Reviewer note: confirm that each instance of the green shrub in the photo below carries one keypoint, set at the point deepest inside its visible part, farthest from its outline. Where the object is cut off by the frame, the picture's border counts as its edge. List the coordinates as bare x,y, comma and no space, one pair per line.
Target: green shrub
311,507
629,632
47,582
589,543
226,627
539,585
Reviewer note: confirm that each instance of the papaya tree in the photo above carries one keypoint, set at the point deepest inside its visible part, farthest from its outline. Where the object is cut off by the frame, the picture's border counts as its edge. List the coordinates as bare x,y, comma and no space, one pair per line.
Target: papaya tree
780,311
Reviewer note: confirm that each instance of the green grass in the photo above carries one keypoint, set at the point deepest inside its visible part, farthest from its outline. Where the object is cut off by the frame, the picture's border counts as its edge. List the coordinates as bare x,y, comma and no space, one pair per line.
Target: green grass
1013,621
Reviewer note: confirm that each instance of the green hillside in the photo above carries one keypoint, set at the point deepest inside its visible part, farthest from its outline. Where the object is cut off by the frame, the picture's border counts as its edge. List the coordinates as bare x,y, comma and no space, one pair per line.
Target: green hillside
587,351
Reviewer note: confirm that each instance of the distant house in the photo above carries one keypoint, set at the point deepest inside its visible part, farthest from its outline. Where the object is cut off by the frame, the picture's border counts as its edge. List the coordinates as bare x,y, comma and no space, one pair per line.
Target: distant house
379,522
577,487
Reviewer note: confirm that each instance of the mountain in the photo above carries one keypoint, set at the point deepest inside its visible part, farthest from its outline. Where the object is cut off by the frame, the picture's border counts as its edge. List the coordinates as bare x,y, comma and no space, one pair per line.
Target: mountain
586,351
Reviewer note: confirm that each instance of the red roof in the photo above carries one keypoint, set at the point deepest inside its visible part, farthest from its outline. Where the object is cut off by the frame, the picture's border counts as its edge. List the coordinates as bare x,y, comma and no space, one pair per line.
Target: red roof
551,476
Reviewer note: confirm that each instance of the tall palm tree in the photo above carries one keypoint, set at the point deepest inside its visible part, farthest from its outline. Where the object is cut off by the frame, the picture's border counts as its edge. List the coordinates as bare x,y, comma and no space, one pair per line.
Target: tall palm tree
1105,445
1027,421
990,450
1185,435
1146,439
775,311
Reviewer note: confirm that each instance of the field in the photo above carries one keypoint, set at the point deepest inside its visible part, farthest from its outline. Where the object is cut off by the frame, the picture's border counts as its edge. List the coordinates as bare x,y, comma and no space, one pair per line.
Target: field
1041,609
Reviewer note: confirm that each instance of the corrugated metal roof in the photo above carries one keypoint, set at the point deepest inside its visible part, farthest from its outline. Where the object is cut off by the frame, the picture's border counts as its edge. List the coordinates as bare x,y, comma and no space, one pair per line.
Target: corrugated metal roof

**Activity**
Reproduce every line above containing "metal".

**Problem solution**
Reviewer note: confirm that each instance of the corrugated metal roof in the photo above carries one keypoint, set at the point deepest inside its visible part, farthest from its outline. Where the object is cut off by the frame, the picture's border counts as its edge. List the coordinates as bare x,y, comma and no space, one pair per line.
Target: corrugated metal roof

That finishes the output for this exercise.